:: What to produce ::
Both the line below containing "Mark every instance of the boy's eyebrow" and the line containing "Mark every instance of the baked", along with every line between them, should be repeated exactly; no other line belongs in the answer.
[[ Entries supplied, beginning ]]
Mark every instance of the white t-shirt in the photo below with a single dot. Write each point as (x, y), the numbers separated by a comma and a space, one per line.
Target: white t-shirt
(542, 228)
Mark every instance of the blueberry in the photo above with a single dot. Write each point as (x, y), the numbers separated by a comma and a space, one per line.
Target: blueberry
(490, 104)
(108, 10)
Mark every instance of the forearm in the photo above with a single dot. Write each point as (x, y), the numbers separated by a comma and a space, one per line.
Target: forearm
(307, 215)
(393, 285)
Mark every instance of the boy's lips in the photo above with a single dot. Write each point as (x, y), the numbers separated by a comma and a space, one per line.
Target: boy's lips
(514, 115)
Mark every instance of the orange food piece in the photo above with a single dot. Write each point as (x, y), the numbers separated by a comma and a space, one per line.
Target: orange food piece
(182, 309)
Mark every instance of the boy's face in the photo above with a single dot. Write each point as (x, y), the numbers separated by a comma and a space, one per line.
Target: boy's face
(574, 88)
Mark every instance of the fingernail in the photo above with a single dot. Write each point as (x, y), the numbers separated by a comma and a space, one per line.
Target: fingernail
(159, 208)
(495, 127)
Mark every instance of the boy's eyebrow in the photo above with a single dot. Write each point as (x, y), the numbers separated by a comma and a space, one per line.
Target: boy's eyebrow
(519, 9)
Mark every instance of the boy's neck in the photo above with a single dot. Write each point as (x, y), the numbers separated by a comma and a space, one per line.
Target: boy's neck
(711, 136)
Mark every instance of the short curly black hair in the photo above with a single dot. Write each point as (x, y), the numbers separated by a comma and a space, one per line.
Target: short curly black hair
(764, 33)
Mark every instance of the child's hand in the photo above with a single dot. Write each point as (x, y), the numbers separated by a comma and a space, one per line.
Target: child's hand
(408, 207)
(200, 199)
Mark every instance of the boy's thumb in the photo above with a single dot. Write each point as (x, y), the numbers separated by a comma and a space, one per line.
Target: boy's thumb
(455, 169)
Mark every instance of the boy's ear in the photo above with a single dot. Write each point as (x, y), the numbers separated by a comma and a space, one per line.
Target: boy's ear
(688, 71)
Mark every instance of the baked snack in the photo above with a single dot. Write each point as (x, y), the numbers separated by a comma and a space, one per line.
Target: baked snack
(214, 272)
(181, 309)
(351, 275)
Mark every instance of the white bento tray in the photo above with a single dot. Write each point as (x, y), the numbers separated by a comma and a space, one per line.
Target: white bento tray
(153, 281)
[[ Entries supplied, end ]]
[[ Entries supplied, beginning ]]
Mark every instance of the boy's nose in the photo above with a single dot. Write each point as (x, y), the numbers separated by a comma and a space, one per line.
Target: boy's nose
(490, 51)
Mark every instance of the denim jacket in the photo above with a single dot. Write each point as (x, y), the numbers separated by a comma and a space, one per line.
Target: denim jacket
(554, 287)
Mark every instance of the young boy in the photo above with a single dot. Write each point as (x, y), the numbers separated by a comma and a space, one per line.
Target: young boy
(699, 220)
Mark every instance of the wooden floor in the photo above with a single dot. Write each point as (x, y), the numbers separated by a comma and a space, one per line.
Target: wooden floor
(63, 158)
[[ Entries supplied, end ]]
:: Your solution ::
Mark every instance of the boy's eyebrow in the photo above with a single dot. Write each point as (x, y), the numbers separated by a comma and a space, one per line.
Target: boy's eyebrow
(519, 9)
Mark every instance of the boy's neck in the photo above with a single dot. Write each point as (x, y), the numbers separated by a comma and a space, one per line.
Target: boy's neck
(711, 136)
Mark every instance of the short curly black hair in the photo above with a single dot. Write each point as (x, y), the numbers separated by a comma and a space, one per line.
Target: short curly black hair
(764, 33)
Mark every instance of the child's hand in the photo above with a single dot. Write each point as (x, y), the numbers separated by a comma and a space, one per line.
Target: child's hand
(408, 207)
(200, 199)
Mark every instance of the boy's thumb in the photo above with a single dot. Write each point as (x, y), the numbers separated by a comma and a space, one per line.
Target: boy's thumb
(455, 169)
Mark every instance of the boy's ear in the photo above with a single dot. Write each point as (x, y), the numbers separated by a comma and a space, one per line.
Target: boy's ear
(688, 71)
Mark every instance of the baked snack in the photo above with a single dot. Write each point as (x, y), the numbers separated by a comma and a space, one per line.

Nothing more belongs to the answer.